Next is more expensive - and still haven't figured out if Li polymers are always Li-Po4 batteries - $749
http://www.texaselectricbikes.com/catal ... -c-36.html
No! And the distinction is very important. Lithium polymer is the same lithium cobalt (LiCo) chemistry as in laptop/cell phone batteries (lithium ion a.k.a. Li-ion), but packaged into a polymer allowing cells of odd sizes, such as "prismatic" (rectangular). Lithium polymer carries all the risks, benefits, and concerns of lithium cobalt since it is lithium cobalt. Lithium phosphate (LiPO4) is a different chemistry, safer, longer-lived, lower energy density, higher power density. The a123 cells are the most common example of lithium phosphate. Lithium phosphate can also be packaged into a prismatic form. Lithium manganese (LiMn -- example: Emoli cells) is a third kind of common lithium chemistry that sits between LiPO4 and LiCo in most measures of performance.
More details --
Lithium ion and polymer:
Same here, are Li-Polymers Li-Po4? $ 460 for 10 ah with BMS.
https://2339072343.monstercommercesites ... rodID=3326
These are lithium polymer, not LiPO4. Besides the big tag saying "polymer", the voltage is a dead giveaway. Lithium polymer and lithium manganese cells are 3.7 and 3.8 volts nominal per cell respectively. Lithium phospate cells are 3.2-3.3 volts nominal.
If I was you, I'd check into Forsen's selection of lithium phosphate and lithium manganese packs:
Ypedal here has a thread of his tests of Forsen's LiMn pack.
If I remember correctly, Kokam also makes large LiPO4 cells.

- _Given data_:
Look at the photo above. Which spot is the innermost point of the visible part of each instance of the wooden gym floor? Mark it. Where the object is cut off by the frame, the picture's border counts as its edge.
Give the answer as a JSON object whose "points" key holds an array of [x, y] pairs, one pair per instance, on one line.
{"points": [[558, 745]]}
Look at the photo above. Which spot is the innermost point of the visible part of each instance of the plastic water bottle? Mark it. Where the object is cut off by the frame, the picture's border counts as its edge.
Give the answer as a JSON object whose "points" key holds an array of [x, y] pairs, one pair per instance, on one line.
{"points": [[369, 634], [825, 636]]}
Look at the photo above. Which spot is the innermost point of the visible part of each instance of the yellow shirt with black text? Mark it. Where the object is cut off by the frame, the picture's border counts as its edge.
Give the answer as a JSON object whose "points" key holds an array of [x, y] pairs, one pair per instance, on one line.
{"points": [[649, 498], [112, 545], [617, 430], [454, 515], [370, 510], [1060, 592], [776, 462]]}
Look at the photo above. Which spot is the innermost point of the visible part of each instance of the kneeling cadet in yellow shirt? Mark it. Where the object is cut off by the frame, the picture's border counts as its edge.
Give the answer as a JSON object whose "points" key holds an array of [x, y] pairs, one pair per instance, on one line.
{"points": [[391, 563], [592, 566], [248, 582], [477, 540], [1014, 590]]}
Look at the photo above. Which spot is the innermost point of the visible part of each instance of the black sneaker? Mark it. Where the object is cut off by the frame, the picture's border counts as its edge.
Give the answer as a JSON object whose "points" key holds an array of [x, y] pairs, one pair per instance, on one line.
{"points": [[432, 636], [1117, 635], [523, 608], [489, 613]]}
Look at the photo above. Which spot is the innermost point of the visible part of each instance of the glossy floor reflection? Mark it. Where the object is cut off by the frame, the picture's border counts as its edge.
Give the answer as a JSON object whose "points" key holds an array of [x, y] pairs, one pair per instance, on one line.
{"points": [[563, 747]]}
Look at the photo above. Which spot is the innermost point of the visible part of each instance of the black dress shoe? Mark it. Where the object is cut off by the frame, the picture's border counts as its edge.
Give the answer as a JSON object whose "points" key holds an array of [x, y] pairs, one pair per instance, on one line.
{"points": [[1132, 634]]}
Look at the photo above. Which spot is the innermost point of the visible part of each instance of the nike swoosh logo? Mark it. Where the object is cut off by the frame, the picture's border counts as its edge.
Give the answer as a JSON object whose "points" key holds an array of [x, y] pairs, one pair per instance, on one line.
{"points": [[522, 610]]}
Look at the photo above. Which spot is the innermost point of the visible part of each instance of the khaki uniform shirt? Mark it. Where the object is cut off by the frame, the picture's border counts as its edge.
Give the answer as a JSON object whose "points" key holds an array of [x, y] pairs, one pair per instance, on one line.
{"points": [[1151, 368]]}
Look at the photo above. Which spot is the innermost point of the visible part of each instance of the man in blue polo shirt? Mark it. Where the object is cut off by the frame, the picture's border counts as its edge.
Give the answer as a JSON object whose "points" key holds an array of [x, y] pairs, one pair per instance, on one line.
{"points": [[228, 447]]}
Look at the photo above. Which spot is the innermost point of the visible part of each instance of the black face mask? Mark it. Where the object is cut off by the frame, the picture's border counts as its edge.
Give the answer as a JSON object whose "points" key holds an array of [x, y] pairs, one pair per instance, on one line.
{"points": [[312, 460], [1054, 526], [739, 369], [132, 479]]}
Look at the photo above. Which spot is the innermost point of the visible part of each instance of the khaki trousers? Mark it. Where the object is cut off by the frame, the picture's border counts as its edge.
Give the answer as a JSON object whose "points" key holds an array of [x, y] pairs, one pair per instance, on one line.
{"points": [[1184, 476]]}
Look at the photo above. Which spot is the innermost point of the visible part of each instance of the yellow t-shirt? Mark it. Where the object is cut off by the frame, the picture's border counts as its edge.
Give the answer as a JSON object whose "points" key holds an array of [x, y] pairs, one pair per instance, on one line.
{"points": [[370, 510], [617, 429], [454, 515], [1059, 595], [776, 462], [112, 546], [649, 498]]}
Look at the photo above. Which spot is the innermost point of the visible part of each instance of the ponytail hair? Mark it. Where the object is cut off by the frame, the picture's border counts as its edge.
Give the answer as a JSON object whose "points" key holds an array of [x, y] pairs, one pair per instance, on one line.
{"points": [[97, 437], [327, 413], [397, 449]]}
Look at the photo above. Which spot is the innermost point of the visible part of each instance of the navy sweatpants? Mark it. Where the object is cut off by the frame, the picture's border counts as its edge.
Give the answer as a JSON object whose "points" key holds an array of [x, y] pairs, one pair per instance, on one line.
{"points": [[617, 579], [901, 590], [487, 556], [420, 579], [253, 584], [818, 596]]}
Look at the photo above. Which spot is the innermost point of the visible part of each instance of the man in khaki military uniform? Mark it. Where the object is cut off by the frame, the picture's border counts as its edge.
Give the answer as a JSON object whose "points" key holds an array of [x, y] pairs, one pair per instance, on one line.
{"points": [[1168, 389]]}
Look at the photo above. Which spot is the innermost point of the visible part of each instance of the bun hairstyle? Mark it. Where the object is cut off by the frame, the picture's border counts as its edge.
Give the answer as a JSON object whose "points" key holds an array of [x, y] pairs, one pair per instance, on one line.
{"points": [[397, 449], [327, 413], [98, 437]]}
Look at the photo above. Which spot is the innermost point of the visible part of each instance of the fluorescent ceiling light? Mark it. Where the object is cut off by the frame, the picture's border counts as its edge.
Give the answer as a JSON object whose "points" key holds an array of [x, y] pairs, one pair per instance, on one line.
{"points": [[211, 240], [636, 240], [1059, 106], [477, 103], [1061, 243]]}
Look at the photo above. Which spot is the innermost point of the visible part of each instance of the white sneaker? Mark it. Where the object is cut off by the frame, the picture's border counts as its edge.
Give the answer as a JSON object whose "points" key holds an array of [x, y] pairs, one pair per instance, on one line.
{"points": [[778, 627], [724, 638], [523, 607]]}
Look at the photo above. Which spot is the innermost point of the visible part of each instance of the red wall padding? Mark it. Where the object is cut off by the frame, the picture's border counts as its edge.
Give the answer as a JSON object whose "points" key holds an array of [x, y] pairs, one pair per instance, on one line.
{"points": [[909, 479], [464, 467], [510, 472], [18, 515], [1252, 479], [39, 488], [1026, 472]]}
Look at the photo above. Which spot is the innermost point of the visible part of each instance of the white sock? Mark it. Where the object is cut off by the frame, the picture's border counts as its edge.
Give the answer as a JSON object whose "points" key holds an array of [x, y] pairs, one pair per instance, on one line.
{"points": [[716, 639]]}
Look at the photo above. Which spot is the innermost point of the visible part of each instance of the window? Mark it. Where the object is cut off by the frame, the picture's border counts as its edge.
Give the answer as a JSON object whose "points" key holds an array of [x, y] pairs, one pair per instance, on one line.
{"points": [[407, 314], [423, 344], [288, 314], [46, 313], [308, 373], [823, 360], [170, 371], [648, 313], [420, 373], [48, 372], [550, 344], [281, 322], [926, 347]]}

- _Work order_: Copy the part of the battery chemistry discussion from "https://2339072343.monstercommercesites ... rodID=3326" up to and including "Forsen's LiMn pack.", character for character.

- _Response below_:
https://2339072343.monstercommercesites ... rodID=3326
These are lithium polymer, not LiPO4. Besides the big tag saying "polymer", the voltage is a dead giveaway. Lithium polymer and lithium manganese cells are 3.7 and 3.8 volts nominal per cell respectively. Lithium phospate cells are 3.2-3.3 volts nominal.
If I was you, I'd check into Forsen's selection of lithium phosphate and lithium manganese packs:
Ypedal here has a thread of his tests of Forsen's LiMn pack.